**提示された文章:**
星がつくレストランは、ちょっと敷居が高いけれど、
“オステリア/OSTERIA”は気軽に飲み食いが出来る大衆食堂的存在、庶民の味方。
日本の居酒屋のようにグループで何皿も注文して、取り分けて食べるのではなく、
一人一人食べたいものを注文して食事の後は満腹状態を個人毎にお腹と相談しながら、
また、オステリアのご主人のアドバイスを受けながら(?)デザートを注文します。
「今日のティラミス、特別に美味しいんだから!!」などと笑顔で勧められたら、
ほぼ100%満タン状態の胃袋でも、「結構です。」とは言えなくなります。
「オステリア」の原語は古代フランス語。
温かい食事や飲み物を提供し、おもてなしをする場所、という意味です。
余りに建物の外観が古過ぎて、「ここ、大丈夫かなあ;;;」などと
心配してしまうところも偶に見かけますが、
その佇いや外観そのものが「ようこそ」と大きく腕を広げて
迎えてくれるように見えてきます。
お国が変わればお客様をもてなす方法も変わる訳でして、
店内の雰囲気もざっくばらんな感じで、
お上品にちょこっとだけの色鮮やかな盛り付けとはうってかわって、
色数の少な目の大盛りの料理が、ポッコリお腹が出た愛嬌たっぷりのご主人によって
運ばれてくる、そんなイメージがピッタリです。
アッ失礼、とは言ってもちょっとお洒落なオステリアもあるし、
レストラン並のお値段がつくところもあります。
オステリアの原形は、既に古代ローマ時代から存在していたと言います。
それはカンパーニア州/CAMPAGNA、ナポリ/NAPOLIから25キロ程南下した所にある
ポンペイの遺跡/POMPEIにもその原形をとどめているのですから、
とても興味深いところです。
疲労回復のためであったり、また、安らぎを与えるという目的で、
食べ物や飲み物はテラコッタ製の容器で温かさを保持され、
温かいものは温かいままで提供され、交通量があるところ、広場の前、
また青空市場の中等に位置し、商人達の社交の場でもあったのです。

**利用可能なデータ:**

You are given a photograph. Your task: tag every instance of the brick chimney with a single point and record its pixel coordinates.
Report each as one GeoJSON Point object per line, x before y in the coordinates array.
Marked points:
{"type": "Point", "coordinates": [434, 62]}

**課題の指示:** オステリアについての文章のうち、「それはカンパーニア州/CAM」から「また青空市場の中等に位置し、商人達の社交の場でもあったのです。」までを、両端の語句も含めて一字も変えずに書き写してください。

**問題の解答:**
それはカンパーニア州/CAMPAGNA、ナポリ/NAPOLIから25キロ程南下した所にある
ポンペイの遺跡/POMPEIにもその原形をとどめているのですから、
とても興味深いところです。
疲労回復のためであったり、また、安らぎを与えるという目的で、
食べ物や飲み物はテラコッタ製の容器で温かさを保持され、
温かいものは温かいままで提供され、交通量があるところ、広場の前、
また青空市場の中等に位置し、商人達の社交の場でもあったのです。